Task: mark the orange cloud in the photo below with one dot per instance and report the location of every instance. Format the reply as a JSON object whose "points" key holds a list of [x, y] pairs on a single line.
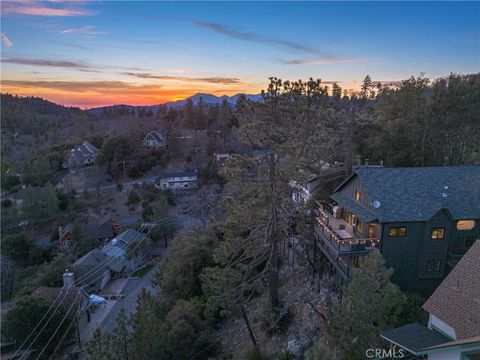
{"points": [[212, 80], [87, 94]]}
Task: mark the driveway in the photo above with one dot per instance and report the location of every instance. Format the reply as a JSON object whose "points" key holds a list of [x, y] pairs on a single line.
{"points": [[132, 288]]}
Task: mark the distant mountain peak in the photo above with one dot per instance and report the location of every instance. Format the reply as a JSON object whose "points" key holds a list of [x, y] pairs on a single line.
{"points": [[208, 99]]}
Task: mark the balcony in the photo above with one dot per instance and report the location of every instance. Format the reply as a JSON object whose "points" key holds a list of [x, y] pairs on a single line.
{"points": [[339, 236]]}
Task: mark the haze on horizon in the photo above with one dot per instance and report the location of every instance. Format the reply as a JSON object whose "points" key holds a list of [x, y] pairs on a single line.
{"points": [[91, 54]]}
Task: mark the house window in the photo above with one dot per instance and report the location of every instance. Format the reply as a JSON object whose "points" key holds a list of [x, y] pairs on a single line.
{"points": [[465, 224], [397, 231], [358, 195], [437, 233], [433, 265], [469, 240]]}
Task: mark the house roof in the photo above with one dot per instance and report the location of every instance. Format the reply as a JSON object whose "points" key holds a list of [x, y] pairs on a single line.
{"points": [[362, 213], [178, 174], [416, 193], [67, 228], [106, 218], [457, 300], [95, 263], [93, 231], [414, 337], [80, 152], [69, 297], [475, 340], [118, 246], [158, 135]]}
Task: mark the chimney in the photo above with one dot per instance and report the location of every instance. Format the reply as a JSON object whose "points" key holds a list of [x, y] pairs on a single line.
{"points": [[68, 279], [358, 162]]}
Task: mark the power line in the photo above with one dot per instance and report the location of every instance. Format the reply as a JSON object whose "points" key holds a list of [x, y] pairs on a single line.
{"points": [[86, 275], [89, 274], [58, 327]]}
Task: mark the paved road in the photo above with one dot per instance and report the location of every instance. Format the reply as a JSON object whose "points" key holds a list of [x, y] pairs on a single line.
{"points": [[129, 302]]}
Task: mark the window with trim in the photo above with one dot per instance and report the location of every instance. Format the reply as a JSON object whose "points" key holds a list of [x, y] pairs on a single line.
{"points": [[397, 231], [437, 233], [469, 240], [358, 195], [434, 265], [465, 224]]}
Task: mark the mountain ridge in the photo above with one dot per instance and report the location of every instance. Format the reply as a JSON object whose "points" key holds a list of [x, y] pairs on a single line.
{"points": [[208, 99]]}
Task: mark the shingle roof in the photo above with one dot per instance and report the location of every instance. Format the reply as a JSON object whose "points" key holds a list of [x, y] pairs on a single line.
{"points": [[457, 300], [416, 194], [470, 341], [177, 174], [93, 231], [158, 135], [362, 213], [107, 217], [118, 246], [414, 337], [69, 296], [85, 150], [95, 263]]}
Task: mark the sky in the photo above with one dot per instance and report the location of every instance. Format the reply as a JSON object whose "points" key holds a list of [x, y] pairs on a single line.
{"points": [[97, 53]]}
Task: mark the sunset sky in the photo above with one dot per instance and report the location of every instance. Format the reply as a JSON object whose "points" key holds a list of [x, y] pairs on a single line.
{"points": [[90, 54]]}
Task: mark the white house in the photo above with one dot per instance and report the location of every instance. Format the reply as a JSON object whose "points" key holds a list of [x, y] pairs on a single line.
{"points": [[453, 330], [178, 181], [155, 140], [83, 155]]}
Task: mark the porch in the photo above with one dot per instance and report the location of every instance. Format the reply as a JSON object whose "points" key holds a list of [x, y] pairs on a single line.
{"points": [[341, 236]]}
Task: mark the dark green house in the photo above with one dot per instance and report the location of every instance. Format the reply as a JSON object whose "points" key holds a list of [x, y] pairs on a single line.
{"points": [[421, 219]]}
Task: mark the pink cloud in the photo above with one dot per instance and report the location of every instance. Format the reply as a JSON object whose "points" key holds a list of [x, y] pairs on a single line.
{"points": [[6, 41], [35, 8], [85, 30]]}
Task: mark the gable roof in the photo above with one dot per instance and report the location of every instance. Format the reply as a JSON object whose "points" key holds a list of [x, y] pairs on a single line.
{"points": [[85, 150], [95, 263], [457, 300], [118, 246], [106, 218], [414, 337], [69, 296], [416, 193], [95, 232], [167, 176]]}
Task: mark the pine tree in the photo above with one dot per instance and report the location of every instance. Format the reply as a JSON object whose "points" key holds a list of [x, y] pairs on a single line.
{"points": [[291, 124], [371, 303]]}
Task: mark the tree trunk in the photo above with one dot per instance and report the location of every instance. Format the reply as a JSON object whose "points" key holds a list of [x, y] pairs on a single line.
{"points": [[272, 237], [273, 276], [349, 150]]}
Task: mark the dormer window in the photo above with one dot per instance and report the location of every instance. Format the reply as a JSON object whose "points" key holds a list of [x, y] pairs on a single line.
{"points": [[358, 195], [438, 233], [463, 225]]}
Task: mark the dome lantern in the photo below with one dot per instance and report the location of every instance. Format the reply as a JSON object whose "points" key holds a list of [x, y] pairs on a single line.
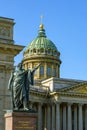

————————

(Work instructions)
From the records above, copy every line that contains the string "roof", treating uppercase and lowercase as different.

(The response)
Task: mark the house roof in the photo above with one dot per instance and report the location of every instance. Format the reply as a JSON object whose "points" key holds a list of [x, y] pairs on a single line.
Task: mark the shingle roof in the photo above with one dot per instance and report the location of every instance. Format the reply as a JSON object whose "points" key holds a list of [x, y] pairs on a single line.
Task: mark the gable roof in the photo above with one dot per instance and report the location of every instance. Format the reply as a JSON object whose "points" key holds a list of [x, y] pairs on a single line.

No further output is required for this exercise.